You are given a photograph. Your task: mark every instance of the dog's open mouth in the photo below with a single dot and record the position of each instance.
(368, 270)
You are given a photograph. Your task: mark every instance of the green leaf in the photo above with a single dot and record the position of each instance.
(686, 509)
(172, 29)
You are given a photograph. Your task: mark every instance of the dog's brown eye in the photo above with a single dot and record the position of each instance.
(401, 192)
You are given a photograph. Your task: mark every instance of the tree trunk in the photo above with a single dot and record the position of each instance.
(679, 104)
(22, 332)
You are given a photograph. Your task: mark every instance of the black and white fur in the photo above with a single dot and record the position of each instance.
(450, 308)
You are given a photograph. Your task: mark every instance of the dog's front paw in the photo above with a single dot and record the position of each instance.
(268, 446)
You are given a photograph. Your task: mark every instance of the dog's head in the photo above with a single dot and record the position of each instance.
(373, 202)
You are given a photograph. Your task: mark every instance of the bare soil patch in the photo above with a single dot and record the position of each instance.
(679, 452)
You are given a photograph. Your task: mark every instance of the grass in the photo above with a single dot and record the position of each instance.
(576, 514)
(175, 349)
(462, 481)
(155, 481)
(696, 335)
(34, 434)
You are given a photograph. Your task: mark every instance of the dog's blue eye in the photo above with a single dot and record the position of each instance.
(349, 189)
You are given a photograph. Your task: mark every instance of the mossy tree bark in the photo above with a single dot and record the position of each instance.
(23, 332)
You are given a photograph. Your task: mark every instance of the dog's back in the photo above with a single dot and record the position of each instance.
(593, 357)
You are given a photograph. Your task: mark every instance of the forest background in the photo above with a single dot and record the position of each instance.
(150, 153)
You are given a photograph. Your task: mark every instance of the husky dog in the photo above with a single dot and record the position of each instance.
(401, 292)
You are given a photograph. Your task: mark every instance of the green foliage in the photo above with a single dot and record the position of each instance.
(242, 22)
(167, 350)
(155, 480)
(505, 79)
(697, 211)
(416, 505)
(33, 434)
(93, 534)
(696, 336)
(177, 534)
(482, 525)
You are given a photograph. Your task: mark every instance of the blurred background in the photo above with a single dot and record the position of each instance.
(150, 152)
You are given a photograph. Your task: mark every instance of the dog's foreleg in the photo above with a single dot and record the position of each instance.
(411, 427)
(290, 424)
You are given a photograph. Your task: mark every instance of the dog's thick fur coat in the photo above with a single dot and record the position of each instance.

* EXERCISE *
Your output consists solely of the lines from the one with "the dog's head" through the last line, copied exactly.

* TASK ANSWER *
You are given a photograph. Your task: mark every instance of the dog's head in the photo above with a single dot and record the position of each instance.
(373, 202)
You are given a photograph. Your task: mark every instance of the bare soil patch in the photo above with a single dot and record the position of each instance.
(679, 452)
You are given a photograph. Your task: mark every instance of the grass in the photo above with a single dot and record the position of each instance.
(576, 514)
(175, 349)
(462, 481)
(155, 481)
(696, 335)
(34, 434)
You are given a photograph. Your task: mark every instance of the dog's blue eye in the photo above with a single dot and record the position of each instance.
(349, 189)
You are given a photograph. Your task: mark every instance of the mossy tree bark in the photo above with a single dot and record the position of each instance.
(23, 332)
You are given a photograph. Your task: mark every instance of the dog's back in the photo above with a single dot and record the position of each instance.
(593, 357)
You are given a photograph. Your task: mark every instance of the forest background in the photo above with a single dot and record the position of each instance.
(150, 153)
You are given a photograph. Your task: mark every instance of the husky dog in the photo above with a single dot and record the position of each instance.
(401, 292)
You are given a photograph. Your task: mark every instance of the green foliage in the photo above with a single dot and record the position of each instance.
(242, 22)
(167, 350)
(155, 480)
(505, 79)
(697, 211)
(416, 505)
(33, 434)
(93, 534)
(696, 336)
(177, 534)
(482, 525)
You are given a photograph. Your task: mark every instance of the blurred background in the photo above with a single dot and record the position of each instance.
(150, 152)
You are given a photograph. Your task: mark every instance of the dog's foreleg in the photo above with a single dot and record the position of each instance.
(411, 427)
(290, 424)
You are given a photograph. Your task: mark every instance of the dog's thick fur coat in the photo above with a single dot and record the position of each instance.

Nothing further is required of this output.